## What you need to do
Starting at the line of the data that contains "task: give the mask of every instance of the <item>white" and stopping after the line that contains "[[[388,40],[400,41],[400,32],[389,34],[386,38]]]", give those lines as a Markdown table with the columns Row and Line. Number each row, and leave out any blank lines.

## Given records
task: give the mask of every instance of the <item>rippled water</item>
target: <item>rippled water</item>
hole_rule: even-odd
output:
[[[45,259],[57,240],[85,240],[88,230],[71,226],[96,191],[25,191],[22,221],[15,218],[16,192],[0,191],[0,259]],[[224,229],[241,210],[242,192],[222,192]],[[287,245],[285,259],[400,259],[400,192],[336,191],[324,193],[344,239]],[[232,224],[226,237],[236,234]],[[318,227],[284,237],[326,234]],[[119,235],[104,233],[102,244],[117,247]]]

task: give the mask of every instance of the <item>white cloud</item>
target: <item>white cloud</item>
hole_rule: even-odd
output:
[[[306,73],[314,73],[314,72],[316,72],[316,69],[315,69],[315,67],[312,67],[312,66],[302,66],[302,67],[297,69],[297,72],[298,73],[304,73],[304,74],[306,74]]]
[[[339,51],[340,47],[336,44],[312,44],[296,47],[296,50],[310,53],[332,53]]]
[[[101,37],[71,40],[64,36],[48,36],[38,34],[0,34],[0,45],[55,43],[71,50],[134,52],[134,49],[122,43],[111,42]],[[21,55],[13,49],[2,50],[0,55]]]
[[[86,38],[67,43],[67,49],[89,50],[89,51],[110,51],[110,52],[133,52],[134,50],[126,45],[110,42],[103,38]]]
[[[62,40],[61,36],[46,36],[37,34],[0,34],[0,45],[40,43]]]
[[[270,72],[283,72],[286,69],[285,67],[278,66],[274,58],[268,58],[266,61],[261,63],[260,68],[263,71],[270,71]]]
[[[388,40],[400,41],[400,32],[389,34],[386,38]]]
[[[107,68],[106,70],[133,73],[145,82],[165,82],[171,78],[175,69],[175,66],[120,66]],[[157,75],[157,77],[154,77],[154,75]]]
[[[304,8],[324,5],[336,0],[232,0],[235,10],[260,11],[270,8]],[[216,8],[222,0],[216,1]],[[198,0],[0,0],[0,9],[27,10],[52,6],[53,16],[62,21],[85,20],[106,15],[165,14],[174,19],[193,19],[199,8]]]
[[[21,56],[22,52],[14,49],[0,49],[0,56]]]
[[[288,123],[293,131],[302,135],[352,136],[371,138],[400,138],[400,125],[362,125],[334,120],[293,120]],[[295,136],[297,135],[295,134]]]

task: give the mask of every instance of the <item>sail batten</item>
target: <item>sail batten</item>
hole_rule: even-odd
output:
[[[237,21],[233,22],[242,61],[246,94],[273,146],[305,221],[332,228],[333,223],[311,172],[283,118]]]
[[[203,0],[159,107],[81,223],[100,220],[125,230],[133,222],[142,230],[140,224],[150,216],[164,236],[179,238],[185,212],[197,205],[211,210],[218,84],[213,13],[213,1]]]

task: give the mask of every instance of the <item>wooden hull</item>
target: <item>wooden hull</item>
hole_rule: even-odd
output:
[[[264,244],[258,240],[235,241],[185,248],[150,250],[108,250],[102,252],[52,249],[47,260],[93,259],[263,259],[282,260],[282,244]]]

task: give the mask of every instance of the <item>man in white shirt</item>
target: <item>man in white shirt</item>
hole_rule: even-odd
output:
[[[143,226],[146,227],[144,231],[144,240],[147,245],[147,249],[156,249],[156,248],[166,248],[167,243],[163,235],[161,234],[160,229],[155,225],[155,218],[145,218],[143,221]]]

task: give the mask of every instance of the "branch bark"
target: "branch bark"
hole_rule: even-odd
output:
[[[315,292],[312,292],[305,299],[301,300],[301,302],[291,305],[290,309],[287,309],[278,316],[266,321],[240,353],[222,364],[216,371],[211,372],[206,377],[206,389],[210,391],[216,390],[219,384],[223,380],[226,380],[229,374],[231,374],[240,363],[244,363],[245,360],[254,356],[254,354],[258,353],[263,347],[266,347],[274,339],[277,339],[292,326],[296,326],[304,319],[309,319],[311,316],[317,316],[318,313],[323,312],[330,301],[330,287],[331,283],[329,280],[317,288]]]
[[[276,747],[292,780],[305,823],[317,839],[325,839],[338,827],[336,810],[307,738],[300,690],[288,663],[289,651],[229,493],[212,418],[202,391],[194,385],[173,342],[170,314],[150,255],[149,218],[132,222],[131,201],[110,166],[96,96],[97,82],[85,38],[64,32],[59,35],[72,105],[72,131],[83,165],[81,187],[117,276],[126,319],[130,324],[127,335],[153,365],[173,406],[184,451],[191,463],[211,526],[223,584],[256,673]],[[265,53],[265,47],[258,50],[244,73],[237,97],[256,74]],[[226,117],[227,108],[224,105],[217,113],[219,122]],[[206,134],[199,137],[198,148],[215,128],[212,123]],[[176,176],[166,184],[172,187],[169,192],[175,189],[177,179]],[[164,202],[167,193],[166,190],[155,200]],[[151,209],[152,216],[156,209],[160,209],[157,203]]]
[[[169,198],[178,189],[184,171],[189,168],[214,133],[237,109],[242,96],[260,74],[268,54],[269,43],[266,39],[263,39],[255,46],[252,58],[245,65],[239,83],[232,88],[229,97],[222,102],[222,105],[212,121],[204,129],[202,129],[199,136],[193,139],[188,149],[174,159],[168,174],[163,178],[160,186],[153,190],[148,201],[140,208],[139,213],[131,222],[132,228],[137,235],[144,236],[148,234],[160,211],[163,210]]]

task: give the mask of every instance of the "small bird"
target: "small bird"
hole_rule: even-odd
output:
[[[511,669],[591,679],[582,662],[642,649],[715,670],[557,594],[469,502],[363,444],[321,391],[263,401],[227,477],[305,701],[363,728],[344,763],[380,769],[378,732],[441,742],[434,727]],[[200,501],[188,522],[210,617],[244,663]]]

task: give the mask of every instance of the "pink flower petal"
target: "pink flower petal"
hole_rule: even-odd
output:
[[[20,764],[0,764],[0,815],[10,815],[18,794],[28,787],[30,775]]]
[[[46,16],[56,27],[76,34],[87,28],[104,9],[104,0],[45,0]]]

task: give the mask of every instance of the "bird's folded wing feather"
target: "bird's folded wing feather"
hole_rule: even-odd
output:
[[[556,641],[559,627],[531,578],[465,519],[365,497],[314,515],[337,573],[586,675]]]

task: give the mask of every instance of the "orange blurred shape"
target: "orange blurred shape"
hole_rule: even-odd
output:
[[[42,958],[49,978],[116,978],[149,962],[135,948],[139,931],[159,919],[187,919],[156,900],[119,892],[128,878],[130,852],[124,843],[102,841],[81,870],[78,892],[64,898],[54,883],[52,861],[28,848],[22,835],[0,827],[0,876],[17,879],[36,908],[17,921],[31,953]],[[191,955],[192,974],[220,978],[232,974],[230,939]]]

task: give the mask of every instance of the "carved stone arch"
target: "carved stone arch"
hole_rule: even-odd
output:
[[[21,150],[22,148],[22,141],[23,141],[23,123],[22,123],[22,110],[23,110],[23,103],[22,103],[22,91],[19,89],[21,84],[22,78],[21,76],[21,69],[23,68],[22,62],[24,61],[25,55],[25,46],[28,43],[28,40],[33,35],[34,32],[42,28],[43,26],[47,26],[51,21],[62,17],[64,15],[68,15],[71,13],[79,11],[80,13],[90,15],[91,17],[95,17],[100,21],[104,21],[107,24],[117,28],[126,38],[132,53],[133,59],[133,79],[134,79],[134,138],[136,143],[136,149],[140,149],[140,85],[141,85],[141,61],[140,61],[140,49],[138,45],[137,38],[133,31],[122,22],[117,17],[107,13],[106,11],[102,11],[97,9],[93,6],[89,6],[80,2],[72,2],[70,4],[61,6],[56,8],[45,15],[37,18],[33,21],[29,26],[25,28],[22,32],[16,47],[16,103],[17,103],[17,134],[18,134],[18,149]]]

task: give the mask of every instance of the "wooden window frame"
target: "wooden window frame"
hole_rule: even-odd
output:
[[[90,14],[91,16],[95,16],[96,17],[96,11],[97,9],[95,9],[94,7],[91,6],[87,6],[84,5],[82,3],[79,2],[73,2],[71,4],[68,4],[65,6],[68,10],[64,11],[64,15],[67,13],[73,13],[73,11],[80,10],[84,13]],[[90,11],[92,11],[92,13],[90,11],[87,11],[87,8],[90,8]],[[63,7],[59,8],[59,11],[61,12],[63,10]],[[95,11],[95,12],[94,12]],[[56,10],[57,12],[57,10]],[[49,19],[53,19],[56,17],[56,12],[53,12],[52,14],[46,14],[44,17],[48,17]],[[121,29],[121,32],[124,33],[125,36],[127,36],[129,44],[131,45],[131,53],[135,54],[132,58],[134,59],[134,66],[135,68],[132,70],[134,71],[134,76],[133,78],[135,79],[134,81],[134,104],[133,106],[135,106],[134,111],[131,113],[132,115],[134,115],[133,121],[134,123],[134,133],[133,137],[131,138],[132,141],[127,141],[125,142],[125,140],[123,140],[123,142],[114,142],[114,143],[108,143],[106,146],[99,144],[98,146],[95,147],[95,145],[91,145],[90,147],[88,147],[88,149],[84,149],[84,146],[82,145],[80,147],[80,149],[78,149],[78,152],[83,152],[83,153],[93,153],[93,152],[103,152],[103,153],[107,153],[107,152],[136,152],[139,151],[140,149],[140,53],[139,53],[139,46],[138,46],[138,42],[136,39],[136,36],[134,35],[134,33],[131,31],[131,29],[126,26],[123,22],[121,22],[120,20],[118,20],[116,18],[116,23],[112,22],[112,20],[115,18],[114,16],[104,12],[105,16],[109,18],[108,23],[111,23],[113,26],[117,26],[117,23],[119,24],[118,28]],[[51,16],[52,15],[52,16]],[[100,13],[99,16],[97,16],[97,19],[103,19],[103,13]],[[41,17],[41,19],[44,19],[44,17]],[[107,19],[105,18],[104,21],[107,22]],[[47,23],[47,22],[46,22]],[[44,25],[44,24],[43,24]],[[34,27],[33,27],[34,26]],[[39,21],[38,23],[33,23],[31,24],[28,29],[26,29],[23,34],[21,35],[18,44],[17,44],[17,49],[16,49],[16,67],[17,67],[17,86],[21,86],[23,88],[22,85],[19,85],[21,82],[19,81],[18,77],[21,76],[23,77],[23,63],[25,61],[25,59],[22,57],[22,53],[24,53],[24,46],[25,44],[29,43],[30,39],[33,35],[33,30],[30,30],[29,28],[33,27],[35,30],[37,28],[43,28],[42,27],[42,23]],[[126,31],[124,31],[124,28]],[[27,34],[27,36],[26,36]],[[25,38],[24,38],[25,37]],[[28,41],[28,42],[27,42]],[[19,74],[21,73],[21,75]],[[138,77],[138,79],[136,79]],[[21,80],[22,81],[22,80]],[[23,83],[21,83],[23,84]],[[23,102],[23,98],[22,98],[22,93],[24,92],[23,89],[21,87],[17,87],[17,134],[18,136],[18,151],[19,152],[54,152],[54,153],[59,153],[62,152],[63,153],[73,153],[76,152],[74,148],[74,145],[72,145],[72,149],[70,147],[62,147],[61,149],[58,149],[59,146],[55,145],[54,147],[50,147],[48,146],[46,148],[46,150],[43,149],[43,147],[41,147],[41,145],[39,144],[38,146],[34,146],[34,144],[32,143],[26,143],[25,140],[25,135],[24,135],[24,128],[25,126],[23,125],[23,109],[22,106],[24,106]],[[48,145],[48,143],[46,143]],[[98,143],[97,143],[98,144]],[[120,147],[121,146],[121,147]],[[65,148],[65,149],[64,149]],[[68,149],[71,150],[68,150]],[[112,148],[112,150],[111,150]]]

## Answer for this exercise
| Row | Line |
|---|---|
| 1 | task: give the mask of every instance of the <item>white cloud</item> |
| 2 | target: <item>white cloud</item> |
| 3 | hole_rule: even-odd |
| 4 | output: |
| 5 | [[[306,73],[314,73],[314,72],[316,72],[316,69],[315,69],[315,67],[312,67],[312,66],[302,66],[302,67],[297,69],[297,72],[298,73],[304,73],[304,74],[306,74]]] |
| 6 | [[[339,51],[340,47],[336,44],[312,44],[296,47],[296,50],[310,53],[332,53]]] |
| 7 | [[[101,37],[71,40],[64,36],[48,36],[38,34],[0,34],[0,45],[55,43],[71,50],[134,52],[134,49],[122,43],[111,42]],[[21,55],[13,49],[2,50],[0,55]]] |
| 8 | [[[86,38],[67,43],[67,49],[89,50],[89,51],[110,51],[110,52],[133,52],[134,50],[126,45],[110,42],[103,38]]] |
| 9 | [[[62,40],[61,36],[46,36],[37,34],[0,34],[0,45],[40,43]]] |
| 10 | [[[270,72],[283,72],[286,69],[285,67],[278,66],[274,58],[268,58],[266,61],[261,63],[260,68],[263,71],[270,71]]] |
| 11 | [[[388,40],[400,41],[400,32],[389,34],[386,38]]] |